*** Given records Section Begins ***

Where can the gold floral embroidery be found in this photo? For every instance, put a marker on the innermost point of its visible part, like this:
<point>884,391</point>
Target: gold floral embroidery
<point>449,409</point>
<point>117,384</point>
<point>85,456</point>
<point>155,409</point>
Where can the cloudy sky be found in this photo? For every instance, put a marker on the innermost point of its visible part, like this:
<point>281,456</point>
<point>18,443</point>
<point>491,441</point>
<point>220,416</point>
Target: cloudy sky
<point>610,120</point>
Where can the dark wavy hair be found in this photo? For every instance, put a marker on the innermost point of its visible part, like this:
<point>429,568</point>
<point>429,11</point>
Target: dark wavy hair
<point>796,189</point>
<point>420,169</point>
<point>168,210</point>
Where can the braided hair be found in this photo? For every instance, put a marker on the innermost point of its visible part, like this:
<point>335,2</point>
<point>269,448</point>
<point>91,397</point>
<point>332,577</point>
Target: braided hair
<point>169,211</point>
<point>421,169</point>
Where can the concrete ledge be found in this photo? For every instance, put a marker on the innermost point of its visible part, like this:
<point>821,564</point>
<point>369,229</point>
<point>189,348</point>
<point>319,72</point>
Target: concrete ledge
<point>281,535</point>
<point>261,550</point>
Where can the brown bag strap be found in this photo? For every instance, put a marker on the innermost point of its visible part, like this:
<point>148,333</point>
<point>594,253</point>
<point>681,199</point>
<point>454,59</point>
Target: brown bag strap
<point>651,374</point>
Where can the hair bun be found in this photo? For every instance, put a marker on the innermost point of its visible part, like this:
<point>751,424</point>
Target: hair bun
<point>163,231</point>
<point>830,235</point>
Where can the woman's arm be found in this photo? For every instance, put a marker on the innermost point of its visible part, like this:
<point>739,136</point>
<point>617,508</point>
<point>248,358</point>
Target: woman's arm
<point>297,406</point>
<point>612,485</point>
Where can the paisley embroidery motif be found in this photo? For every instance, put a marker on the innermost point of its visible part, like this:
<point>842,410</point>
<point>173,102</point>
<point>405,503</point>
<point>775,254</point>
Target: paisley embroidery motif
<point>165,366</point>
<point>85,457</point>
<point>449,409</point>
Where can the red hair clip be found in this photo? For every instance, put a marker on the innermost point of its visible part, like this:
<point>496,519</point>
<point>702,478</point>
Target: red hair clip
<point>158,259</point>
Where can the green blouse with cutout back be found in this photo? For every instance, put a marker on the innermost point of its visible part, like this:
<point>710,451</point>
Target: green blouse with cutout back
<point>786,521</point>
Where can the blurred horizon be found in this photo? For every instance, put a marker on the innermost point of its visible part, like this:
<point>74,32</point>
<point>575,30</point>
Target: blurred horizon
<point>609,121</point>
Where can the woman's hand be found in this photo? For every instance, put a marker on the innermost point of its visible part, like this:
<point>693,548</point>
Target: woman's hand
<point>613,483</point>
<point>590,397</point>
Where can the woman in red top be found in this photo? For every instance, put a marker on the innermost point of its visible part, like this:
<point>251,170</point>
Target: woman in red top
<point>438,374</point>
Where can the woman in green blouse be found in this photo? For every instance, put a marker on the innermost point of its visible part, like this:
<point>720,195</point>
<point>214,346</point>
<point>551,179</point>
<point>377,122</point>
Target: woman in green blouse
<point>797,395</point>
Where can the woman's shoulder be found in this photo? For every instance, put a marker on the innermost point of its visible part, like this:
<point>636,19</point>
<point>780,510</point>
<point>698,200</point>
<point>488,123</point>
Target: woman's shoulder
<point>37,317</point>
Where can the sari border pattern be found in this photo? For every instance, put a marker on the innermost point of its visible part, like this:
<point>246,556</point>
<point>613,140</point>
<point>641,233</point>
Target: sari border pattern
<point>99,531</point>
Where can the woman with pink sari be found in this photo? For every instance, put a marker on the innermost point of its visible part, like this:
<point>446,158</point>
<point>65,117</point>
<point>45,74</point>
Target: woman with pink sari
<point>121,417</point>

*** Given records Section Ends ***

* _Exercise_:
The records above must be reproduced word for word.

* _Solution for this problem_:
Where can the gold floral embroidery be found in this photo? For every instance, put a marker on the innermost point of its visible part, like this:
<point>884,391</point>
Target: gold floral embroidery
<point>449,409</point>
<point>117,384</point>
<point>85,456</point>
<point>155,409</point>
Where can the cloudy sky be found in this photo? For every instance, put a marker on the innermost point of its visible part, like this:
<point>281,456</point>
<point>18,443</point>
<point>491,441</point>
<point>220,416</point>
Target: cloudy sky
<point>610,120</point>
Where can the dark wavy hair be found in this photo? For every instance, put a marker on the innermost point of its visible part, like this:
<point>429,568</point>
<point>429,11</point>
Target: dark wavy hair
<point>796,189</point>
<point>420,169</point>
<point>168,210</point>
Where can the braided hair be found in this photo? For every instance, put a marker on the innermost point of its visible part, like this:
<point>335,2</point>
<point>269,448</point>
<point>91,397</point>
<point>332,577</point>
Target: braided hair
<point>169,211</point>
<point>421,169</point>
Where can the concrete ledge be found in this photo? For every instance, put a marker on the innermost point of its visible part, like this:
<point>821,564</point>
<point>369,229</point>
<point>189,348</point>
<point>319,72</point>
Target: concrete ledge
<point>281,535</point>
<point>261,550</point>
Where can the brown bag strap be found in this photo? For every instance, put a marker on the innermost point of its visible part, like this:
<point>148,333</point>
<point>594,253</point>
<point>681,199</point>
<point>454,59</point>
Target: brown bag strap
<point>651,374</point>
Where can the hair bun be found in this photo? For every instance, put a marker on the innermost point of its visible part, like this:
<point>751,424</point>
Target: hair bun
<point>163,231</point>
<point>830,235</point>
Where can the woman's arm be found in this photo? For every instance, put a marker on the innermost point of its visible part, like this:
<point>739,136</point>
<point>617,508</point>
<point>248,358</point>
Target: woman's arm
<point>297,406</point>
<point>612,485</point>
Where can the paisley embroidery motif be found in this photo? For every instance, put a marker on the innermost point of its visible part, like this:
<point>842,410</point>
<point>173,102</point>
<point>405,503</point>
<point>775,254</point>
Target: paisley embroidery motif
<point>165,366</point>
<point>85,457</point>
<point>449,409</point>
Where can the red hair clip be found in this photo? For every instance, put a marker on the innermost point of its visible part, like this:
<point>496,519</point>
<point>702,478</point>
Target: red hair clip
<point>158,259</point>
Where can the green blouse with cutout back be found in this photo? For every instance, put a marker on the innermost point of its visible part, like this:
<point>710,451</point>
Target: green blouse with cutout back
<point>786,521</point>
Where can the blurred horizon be found in this photo? For every instance, put a marker on the innermost point of its visible part, like this:
<point>74,32</point>
<point>575,30</point>
Target: blurred horizon
<point>609,121</point>
Where can the woman's hand be found in this photo? For every instance, put a marker on the innermost point of its visible part, like this:
<point>693,548</point>
Target: woman's hand
<point>613,483</point>
<point>590,397</point>
Where can the woman in red top be found in this photo? For every instance, put a marker on the innermost point of its visible part, like this:
<point>251,170</point>
Target: woman in red top
<point>438,374</point>
Where can the woman in green blouse be found in this photo? For every instance, put a marker on the innermost point of its visible part, like this:
<point>720,195</point>
<point>214,346</point>
<point>551,179</point>
<point>377,122</point>
Target: woman in green blouse
<point>797,395</point>
Where can the woman's shoulder be found in this photo? For every instance, put a marker on the innermost point of its visible part, like this:
<point>636,19</point>
<point>780,510</point>
<point>698,200</point>
<point>488,123</point>
Target: woman's shoulder
<point>37,317</point>
Where can the sari border pattern be found in this photo? For every instance, put a marker on the innermost point of its visible part, like this:
<point>246,556</point>
<point>613,140</point>
<point>641,233</point>
Target: sari border pattern
<point>99,531</point>
Where can the woman with pink sari be found in this photo? For every instance, put a marker on the innermost point of its visible part, like this:
<point>446,158</point>
<point>65,117</point>
<point>45,74</point>
Target: woman with pink sari
<point>121,417</point>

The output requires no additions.